• THE PROBLEM: Read the data and repeat it in full, exactly.

------------------------------------------------

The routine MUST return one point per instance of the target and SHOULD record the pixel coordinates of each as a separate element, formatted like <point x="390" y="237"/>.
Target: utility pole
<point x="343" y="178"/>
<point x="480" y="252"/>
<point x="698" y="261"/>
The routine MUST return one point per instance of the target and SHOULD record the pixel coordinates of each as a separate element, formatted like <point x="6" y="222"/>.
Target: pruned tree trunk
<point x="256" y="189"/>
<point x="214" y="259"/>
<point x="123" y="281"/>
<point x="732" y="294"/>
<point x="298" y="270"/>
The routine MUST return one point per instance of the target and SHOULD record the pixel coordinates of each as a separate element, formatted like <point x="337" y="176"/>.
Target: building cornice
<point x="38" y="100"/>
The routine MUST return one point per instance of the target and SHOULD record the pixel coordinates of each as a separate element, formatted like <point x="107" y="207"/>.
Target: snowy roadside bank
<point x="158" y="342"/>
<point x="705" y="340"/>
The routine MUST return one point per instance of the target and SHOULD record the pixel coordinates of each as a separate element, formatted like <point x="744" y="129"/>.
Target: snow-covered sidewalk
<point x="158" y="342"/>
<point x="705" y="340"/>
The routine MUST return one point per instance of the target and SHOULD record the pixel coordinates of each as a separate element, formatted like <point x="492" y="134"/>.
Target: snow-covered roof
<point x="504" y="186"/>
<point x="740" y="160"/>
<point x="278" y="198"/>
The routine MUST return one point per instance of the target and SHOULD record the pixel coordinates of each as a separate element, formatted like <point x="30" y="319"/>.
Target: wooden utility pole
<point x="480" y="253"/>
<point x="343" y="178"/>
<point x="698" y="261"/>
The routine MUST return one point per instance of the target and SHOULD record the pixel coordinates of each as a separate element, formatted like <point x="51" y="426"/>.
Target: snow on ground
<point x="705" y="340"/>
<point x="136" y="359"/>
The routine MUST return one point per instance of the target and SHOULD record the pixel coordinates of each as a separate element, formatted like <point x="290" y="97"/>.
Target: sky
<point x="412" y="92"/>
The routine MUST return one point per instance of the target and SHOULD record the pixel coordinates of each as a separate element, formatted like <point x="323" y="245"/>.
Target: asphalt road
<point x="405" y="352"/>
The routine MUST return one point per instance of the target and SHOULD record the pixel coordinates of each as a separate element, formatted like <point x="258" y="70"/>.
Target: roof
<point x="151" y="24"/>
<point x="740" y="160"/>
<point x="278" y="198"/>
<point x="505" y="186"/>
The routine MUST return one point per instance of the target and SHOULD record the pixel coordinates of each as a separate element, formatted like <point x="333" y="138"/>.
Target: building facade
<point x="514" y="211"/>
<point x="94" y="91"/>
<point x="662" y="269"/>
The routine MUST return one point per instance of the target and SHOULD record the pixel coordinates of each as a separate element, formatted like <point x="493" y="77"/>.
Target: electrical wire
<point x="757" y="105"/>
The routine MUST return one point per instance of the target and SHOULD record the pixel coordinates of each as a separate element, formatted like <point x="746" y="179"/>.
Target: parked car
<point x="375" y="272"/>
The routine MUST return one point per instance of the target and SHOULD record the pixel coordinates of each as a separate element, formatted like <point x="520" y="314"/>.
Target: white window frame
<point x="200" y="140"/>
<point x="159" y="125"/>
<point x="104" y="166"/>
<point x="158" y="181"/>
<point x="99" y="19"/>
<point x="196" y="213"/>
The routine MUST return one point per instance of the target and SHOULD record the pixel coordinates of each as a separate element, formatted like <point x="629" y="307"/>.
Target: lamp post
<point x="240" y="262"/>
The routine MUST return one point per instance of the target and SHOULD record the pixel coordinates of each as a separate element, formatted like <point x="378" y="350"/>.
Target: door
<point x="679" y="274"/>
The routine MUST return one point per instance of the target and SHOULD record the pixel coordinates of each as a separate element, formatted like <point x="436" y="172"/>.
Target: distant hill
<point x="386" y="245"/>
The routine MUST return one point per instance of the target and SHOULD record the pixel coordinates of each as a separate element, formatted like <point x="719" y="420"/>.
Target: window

------------------------------------------------

• WRITTEN SOLUTION:
The routine MUST return one point per instance of the target and SHOULD record the pixel coordinates of each as a separate element, formatted like <point x="390" y="237"/>.
Target: utility pole
<point x="343" y="178"/>
<point x="480" y="252"/>
<point x="698" y="261"/>
The routine MUST return one point per instance of the target and SHOULD record the pixel coordinates of each as a separate element, formatted like <point x="6" y="222"/>.
Target: pruned tree trunk
<point x="256" y="189"/>
<point x="214" y="259"/>
<point x="123" y="281"/>
<point x="732" y="294"/>
<point x="298" y="270"/>
The routine MUST return one point per instance of the target and SHOULD record the pixel coordinates of each as a separate element, formatted like <point x="337" y="176"/>.
Target: building cornice
<point x="38" y="100"/>
The routine MUST return one point per instance of the target and SHOULD record the pixel coordinates of each as a separate element, formatted like <point x="107" y="207"/>.
Target: snowy roadside bank
<point x="158" y="342"/>
<point x="705" y="340"/>
The routine MUST return one point per instance of the target and SHOULD record the pixel coordinates of each as a separate element, formatted like <point x="744" y="129"/>.
Target: snow-covered sidewalk
<point x="158" y="342"/>
<point x="705" y="340"/>
The routine MUST return one point per instance of the target and SHOULD record the pixel coordinates of each as a separate element, formatted like <point x="492" y="134"/>.
Target: snow-covered roof
<point x="504" y="186"/>
<point x="740" y="160"/>
<point x="278" y="198"/>
The routine MUST return one point per instance of the target and SHOULD record the pixel coordinates of each as a separate element, formatted like <point x="30" y="319"/>.
Target: wooden utility pole
<point x="480" y="253"/>
<point x="343" y="178"/>
<point x="698" y="261"/>
The routine MUST return one point per instance of the target and SHOULD record the pixel coordinates of each as a separate element, formatted like <point x="51" y="426"/>.
Target: snow on ground
<point x="705" y="340"/>
<point x="136" y="359"/>
The routine MUST return one point per instance of the target and SHOULD record the pixel coordinates of each as a separate element, formatted like <point x="290" y="97"/>.
Target: sky
<point x="412" y="92"/>
The routine MUST return one point per instance of the target and SHOULD record the pixel coordinates of each as a separate element, formatted like <point x="323" y="245"/>.
Target: asphalt road
<point x="405" y="352"/>
The routine MUST return one point per instance of the target and SHOULD record the pixel coordinates of each as a separate element, formatted like <point x="258" y="70"/>.
Target: roof
<point x="151" y="24"/>
<point x="740" y="160"/>
<point x="278" y="198"/>
<point x="505" y="186"/>
The routine MUST return one point per instance of the target and SHOULD record the pixel coordinates of each as a separate element, formatted like <point x="333" y="138"/>.
Target: building facade
<point x="514" y="211"/>
<point x="94" y="91"/>
<point x="662" y="269"/>
The routine MUST return one point per instance of the target and SHOULD record the pixel coordinates of each as a separate element, formatted like <point x="493" y="77"/>.
Target: electrical wire
<point x="757" y="105"/>
The routine MUST return one point per instance of the target and SHOULD record the pixel coordinates of each as a separate element, formatted like <point x="746" y="179"/>.
Target: parked car
<point x="375" y="272"/>
The routine MUST return one point per instance of the target and SHOULD record the pixel coordinates of each as a separate element, formatted like <point x="520" y="314"/>.
Target: white window frame
<point x="200" y="140"/>
<point x="159" y="125"/>
<point x="104" y="166"/>
<point x="158" y="181"/>
<point x="99" y="19"/>
<point x="196" y="213"/>
The routine MUST return one point per instance of the target and SHOULD record the pixel coordinates of each as a separate element, formatted like <point x="629" y="307"/>.
Target: lamp post
<point x="240" y="262"/>
The routine MUST return one point per instance of the target and SHOULD record the pixel coordinates of each as a separate element, formatted like <point x="378" y="350"/>.
Target: door
<point x="679" y="274"/>
The routine MUST return one point per instance of the target and SHOULD record the pixel coordinates of each as a separate element, formatted like <point x="436" y="172"/>.
Target: distant hill
<point x="386" y="245"/>
The routine MUST return one point per instance of the target and SHOULD record the pixel coordinates of each as a separate element, formatted like <point x="719" y="420"/>.
Target: window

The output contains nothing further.